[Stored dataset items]
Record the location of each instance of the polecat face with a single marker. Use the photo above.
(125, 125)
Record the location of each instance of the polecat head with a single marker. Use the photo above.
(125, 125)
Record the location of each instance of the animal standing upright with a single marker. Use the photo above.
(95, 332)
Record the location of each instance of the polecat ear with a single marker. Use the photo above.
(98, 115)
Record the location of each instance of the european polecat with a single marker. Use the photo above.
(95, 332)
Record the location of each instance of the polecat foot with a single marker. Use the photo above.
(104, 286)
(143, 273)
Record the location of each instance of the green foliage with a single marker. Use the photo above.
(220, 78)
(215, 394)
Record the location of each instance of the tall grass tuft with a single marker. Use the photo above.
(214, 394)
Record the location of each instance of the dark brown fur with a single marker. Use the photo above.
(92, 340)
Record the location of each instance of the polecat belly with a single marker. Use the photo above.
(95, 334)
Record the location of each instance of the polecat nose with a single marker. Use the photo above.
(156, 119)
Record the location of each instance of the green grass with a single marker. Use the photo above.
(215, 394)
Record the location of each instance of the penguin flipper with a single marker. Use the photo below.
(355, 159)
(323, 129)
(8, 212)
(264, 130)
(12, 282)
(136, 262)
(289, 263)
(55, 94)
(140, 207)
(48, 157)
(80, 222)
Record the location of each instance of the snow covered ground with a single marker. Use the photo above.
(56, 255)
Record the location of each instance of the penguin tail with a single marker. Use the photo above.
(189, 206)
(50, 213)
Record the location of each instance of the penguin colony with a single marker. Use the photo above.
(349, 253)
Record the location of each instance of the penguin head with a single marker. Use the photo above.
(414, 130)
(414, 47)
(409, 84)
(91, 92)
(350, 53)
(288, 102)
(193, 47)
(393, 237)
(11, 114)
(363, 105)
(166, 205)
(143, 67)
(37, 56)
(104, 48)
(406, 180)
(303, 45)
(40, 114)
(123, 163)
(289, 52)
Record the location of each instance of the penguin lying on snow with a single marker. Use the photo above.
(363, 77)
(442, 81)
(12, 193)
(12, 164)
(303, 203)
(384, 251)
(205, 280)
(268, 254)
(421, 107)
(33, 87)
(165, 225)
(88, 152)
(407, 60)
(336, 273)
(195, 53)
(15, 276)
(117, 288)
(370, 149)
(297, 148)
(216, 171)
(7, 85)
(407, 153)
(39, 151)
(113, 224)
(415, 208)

Task objective =>
Your reply should contain each entry, copied without alteration.

Worked solution =>
Record the location of each instance of the polecat face with a single marker. Use the photo above.
(125, 125)
Record the location of each instance of the polecat head with a single marker. Use the photo above.
(125, 125)
Record the location of each instance of the animal standing upright with a single marker. Use the photo above.
(95, 332)
Record the location of each instance of the polecat ear with a single marker. Use the photo above.
(98, 115)
Record the location of each instance of the european polecat with a single marker. Use the photo above.
(95, 332)
Record the location of each instance of the polecat foot with a single marker. Use the photo above.
(104, 286)
(143, 273)
Record the location of each instance of the green foliage with a single marker. Use the photo above.
(220, 78)
(215, 394)
Record the location of each instance of the tall grass tuft with a single marker. Use the photo above.
(214, 394)
Record the location of each instance of the dark brown fur with a single marker. Use the photo above.
(92, 340)
Record the location of each instance of the polecat belly with a single marker. Use the photo above.
(95, 334)
Record the location of each instance of the polecat nose with a single marker. Use the photo above.
(156, 119)
Record the location of each instance of the green grass with a single marker. Use the photo above.
(215, 394)
Record the location of each instance of the penguin flipper with a single marker. Use the photo below.
(355, 159)
(323, 129)
(8, 212)
(264, 130)
(12, 282)
(136, 262)
(289, 263)
(55, 94)
(140, 207)
(48, 157)
(80, 222)
Record the location of each instance of the snow covered ground with a single marker. Use the photo above.
(56, 255)
Record the location of each instance of the penguin tail with a single marker. Use the photo above.
(189, 206)
(50, 213)
Record the location of each instance of the penguin colony with a single marker. Use the photo above.
(349, 253)
Record the location of each instance of the penguin head with a single marker. Use the photo above.
(414, 130)
(414, 47)
(409, 84)
(91, 92)
(350, 53)
(288, 102)
(193, 47)
(393, 237)
(11, 114)
(363, 105)
(166, 205)
(143, 67)
(37, 56)
(104, 48)
(406, 180)
(303, 45)
(40, 114)
(123, 163)
(289, 52)
Record the location of each instance of the penguin lying on snow with a single marker. Use the photo above.
(363, 77)
(442, 81)
(12, 193)
(12, 164)
(303, 203)
(384, 251)
(205, 280)
(268, 254)
(421, 107)
(33, 87)
(165, 225)
(88, 152)
(407, 60)
(336, 273)
(195, 53)
(15, 276)
(117, 288)
(370, 149)
(297, 148)
(216, 171)
(7, 85)
(407, 153)
(39, 151)
(113, 224)
(415, 208)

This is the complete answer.